- The data:
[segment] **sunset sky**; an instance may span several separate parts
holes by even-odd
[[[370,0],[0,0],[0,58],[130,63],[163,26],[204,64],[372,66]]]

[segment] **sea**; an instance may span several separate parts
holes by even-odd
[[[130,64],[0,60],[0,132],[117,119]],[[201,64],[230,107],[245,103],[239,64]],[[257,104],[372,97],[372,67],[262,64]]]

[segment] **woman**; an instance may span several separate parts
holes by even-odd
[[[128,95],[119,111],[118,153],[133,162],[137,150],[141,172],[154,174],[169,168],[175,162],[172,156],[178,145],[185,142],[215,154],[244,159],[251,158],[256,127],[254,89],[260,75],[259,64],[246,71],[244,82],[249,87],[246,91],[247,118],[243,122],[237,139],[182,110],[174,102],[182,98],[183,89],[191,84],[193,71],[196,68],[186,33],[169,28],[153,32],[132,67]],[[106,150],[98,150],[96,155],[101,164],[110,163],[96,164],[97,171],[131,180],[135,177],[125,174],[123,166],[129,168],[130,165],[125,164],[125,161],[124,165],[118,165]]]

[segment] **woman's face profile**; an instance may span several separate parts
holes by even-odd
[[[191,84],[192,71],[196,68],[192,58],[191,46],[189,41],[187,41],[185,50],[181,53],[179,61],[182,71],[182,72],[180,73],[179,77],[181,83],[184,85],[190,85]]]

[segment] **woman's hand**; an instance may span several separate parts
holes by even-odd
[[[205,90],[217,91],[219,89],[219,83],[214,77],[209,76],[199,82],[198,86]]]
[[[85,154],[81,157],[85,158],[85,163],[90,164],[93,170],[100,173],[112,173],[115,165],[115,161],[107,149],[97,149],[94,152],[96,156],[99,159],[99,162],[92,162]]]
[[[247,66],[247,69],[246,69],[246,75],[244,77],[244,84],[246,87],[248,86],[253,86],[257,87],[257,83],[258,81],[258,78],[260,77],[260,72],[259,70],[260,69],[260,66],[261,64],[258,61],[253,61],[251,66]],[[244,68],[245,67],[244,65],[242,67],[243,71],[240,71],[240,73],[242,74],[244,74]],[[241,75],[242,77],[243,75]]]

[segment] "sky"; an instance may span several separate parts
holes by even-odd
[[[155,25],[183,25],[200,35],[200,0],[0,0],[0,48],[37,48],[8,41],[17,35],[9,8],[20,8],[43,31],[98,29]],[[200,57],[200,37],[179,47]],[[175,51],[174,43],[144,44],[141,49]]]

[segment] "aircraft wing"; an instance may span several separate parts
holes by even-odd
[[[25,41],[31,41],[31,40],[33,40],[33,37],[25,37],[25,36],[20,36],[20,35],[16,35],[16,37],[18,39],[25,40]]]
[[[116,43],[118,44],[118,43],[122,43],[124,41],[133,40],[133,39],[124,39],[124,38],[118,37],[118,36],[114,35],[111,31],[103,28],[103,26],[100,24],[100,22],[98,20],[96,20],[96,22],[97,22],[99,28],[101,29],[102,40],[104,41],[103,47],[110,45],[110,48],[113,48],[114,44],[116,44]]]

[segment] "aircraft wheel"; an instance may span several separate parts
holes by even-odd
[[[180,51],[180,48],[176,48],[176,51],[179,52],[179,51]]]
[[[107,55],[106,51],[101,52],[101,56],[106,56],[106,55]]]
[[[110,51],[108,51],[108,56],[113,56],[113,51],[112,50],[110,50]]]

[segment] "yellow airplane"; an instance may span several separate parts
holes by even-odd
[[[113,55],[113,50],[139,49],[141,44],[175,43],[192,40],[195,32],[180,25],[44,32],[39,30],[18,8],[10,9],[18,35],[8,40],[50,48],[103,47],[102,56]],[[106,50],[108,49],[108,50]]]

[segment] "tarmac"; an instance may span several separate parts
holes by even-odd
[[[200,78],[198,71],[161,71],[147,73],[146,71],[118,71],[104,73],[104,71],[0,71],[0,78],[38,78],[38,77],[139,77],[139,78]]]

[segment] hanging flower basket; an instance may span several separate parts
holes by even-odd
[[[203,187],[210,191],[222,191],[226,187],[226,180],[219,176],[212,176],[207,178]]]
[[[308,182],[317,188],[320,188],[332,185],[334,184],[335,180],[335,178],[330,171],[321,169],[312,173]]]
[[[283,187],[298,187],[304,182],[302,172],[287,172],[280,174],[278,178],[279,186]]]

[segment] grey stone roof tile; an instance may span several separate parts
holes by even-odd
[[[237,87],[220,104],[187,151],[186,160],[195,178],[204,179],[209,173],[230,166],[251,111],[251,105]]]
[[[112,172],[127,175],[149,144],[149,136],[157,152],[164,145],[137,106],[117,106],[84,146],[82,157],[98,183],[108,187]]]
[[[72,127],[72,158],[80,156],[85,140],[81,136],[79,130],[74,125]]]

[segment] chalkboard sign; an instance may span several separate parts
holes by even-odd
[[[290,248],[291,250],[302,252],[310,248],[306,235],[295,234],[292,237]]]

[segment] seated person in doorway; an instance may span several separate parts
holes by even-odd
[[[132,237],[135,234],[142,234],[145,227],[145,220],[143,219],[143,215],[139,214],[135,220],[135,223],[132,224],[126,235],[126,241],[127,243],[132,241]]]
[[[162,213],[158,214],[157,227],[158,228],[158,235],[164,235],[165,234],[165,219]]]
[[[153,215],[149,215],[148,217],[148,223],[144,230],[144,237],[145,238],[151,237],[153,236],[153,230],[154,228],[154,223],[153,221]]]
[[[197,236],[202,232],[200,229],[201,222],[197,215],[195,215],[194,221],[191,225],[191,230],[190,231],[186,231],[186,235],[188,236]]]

- Written exercise: Output every line above without altering anything.

- Written response:
[segment] **sunset sky**; an instance may span several separate parts
holes by even-odd
[[[370,0],[0,0],[0,58],[130,63],[163,26],[204,64],[372,66]]]

[segment] **sea**; an instance may span several separate parts
holes by even-odd
[[[130,64],[0,60],[0,132],[117,119]],[[201,64],[230,107],[245,103],[239,64]],[[257,104],[372,97],[372,67],[262,64]]]

[segment] **woman**; an instance may span several separate parts
holes by even-odd
[[[128,95],[119,111],[118,153],[133,162],[137,150],[141,172],[154,174],[169,168],[175,162],[172,156],[178,145],[185,142],[215,154],[244,159],[251,158],[256,127],[254,89],[260,75],[259,64],[246,71],[244,82],[249,87],[246,91],[247,118],[243,122],[237,139],[182,110],[174,102],[182,98],[183,89],[191,84],[193,71],[196,68],[186,33],[169,28],[153,32],[132,67]],[[106,150],[98,150],[96,155],[101,164],[110,163],[96,164],[97,171],[131,180],[135,177],[125,174],[123,166],[129,168],[130,165],[125,164],[125,161],[124,165],[118,165]]]

[segment] **woman's face profile**; an instance may span several separate parts
holes by even-odd
[[[191,84],[192,71],[196,68],[192,58],[191,46],[189,41],[187,41],[185,50],[181,53],[179,61],[182,71],[182,72],[180,73],[179,77],[181,83],[184,85],[190,85]]]

[segment] **woman's hand**; an instance may span several separate parts
holes by even-odd
[[[205,90],[217,91],[219,89],[219,83],[214,77],[209,76],[199,82],[198,86]]]
[[[85,154],[81,157],[85,158],[85,163],[90,164],[93,170],[100,173],[112,173],[115,165],[115,161],[107,149],[97,149],[94,152],[96,156],[99,159],[99,162],[92,162]]]
[[[247,66],[247,69],[246,69],[246,75],[244,77],[244,84],[246,87],[248,86],[253,86],[257,87],[257,83],[258,81],[258,78],[260,77],[260,72],[259,70],[260,69],[260,66],[261,64],[258,61],[253,61],[251,66]],[[244,68],[245,67],[244,65],[242,67],[243,71],[240,71],[240,73],[242,74],[244,74]],[[241,75],[242,77],[243,75]]]

[segment] "sky"; an instance may span several separate parts
holes by even-odd
[[[155,25],[183,25],[200,35],[200,0],[0,0],[0,48],[37,48],[8,41],[17,35],[9,8],[20,8],[43,31],[98,29]],[[200,57],[200,37],[179,47]],[[175,51],[174,43],[144,44],[141,49]]]

[segment] "aircraft wing"; an instance may span several separate parts
holes by even-odd
[[[25,41],[31,41],[31,40],[33,40],[33,37],[25,37],[25,36],[20,36],[20,35],[16,35],[16,37],[18,39],[25,40]]]
[[[116,43],[118,44],[118,43],[122,43],[124,41],[133,40],[133,39],[124,39],[124,38],[118,37],[118,36],[114,35],[111,31],[103,28],[103,26],[100,24],[100,22],[98,20],[96,20],[96,22],[97,22],[99,28],[101,29],[102,40],[104,41],[103,47],[110,45],[110,48],[113,48],[114,44],[116,44]]]

[segment] "aircraft wheel"; an instance may span several separate parts
holes by even-odd
[[[180,51],[180,48],[176,48],[176,51],[179,52],[179,51]]]
[[[107,55],[106,51],[101,52],[101,56],[106,56],[106,55]]]
[[[110,51],[108,51],[108,56],[113,56],[113,51],[112,50],[110,50]]]

[segment] "yellow airplane"; an instance may span several separate parts
holes by even-odd
[[[113,55],[113,50],[139,49],[141,44],[175,43],[192,40],[195,32],[180,25],[44,32],[39,30],[18,8],[10,9],[18,35],[8,40],[50,48],[103,47],[102,56]],[[106,50],[108,49],[108,50]]]

[segment] "tarmac"; an instance may span several separate parts
holes by even-odd
[[[200,78],[198,71],[161,71],[147,73],[146,71],[118,71],[104,73],[104,71],[0,71],[0,78],[38,78],[38,77],[139,77],[139,78]]]

[segment] hanging flower basket; an instance may span several separate parts
holes by even-odd
[[[203,187],[210,191],[222,191],[226,187],[226,180],[219,176],[212,176],[207,178]]]
[[[308,182],[317,188],[320,188],[332,185],[334,184],[335,180],[335,178],[330,171],[321,169],[312,173]]]
[[[283,187],[298,187],[304,182],[302,172],[287,172],[280,174],[278,178],[279,186]]]

[segment] grey stone roof tile; an instance may span several separate parts
holes by even-odd
[[[237,87],[220,104],[187,151],[186,160],[195,178],[204,179],[209,173],[230,166],[251,111],[251,105]]]
[[[112,172],[127,175],[149,144],[149,136],[157,152],[164,145],[137,106],[117,106],[84,146],[82,157],[98,183],[108,187]]]
[[[72,127],[72,158],[80,156],[85,140],[81,136],[79,130],[74,125]]]

[segment] chalkboard sign; an instance may span several separate parts
holes by even-odd
[[[290,248],[291,250],[302,252],[310,248],[306,235],[295,234],[292,237]]]

[segment] seated person in doorway; an instance may span several separate parts
holes by even-odd
[[[132,237],[135,234],[142,234],[145,227],[145,220],[143,219],[143,215],[139,214],[135,220],[135,223],[132,224],[126,235],[126,241],[127,243],[132,241]]]
[[[162,213],[158,214],[157,227],[158,228],[158,235],[164,235],[165,234],[165,219]]]
[[[153,215],[149,215],[148,217],[148,223],[144,230],[144,237],[145,238],[151,237],[153,236],[153,230],[154,228],[154,223],[153,221]]]
[[[197,236],[202,232],[200,229],[201,222],[197,215],[195,215],[194,221],[191,225],[191,230],[190,231],[186,231],[186,235],[188,236]]]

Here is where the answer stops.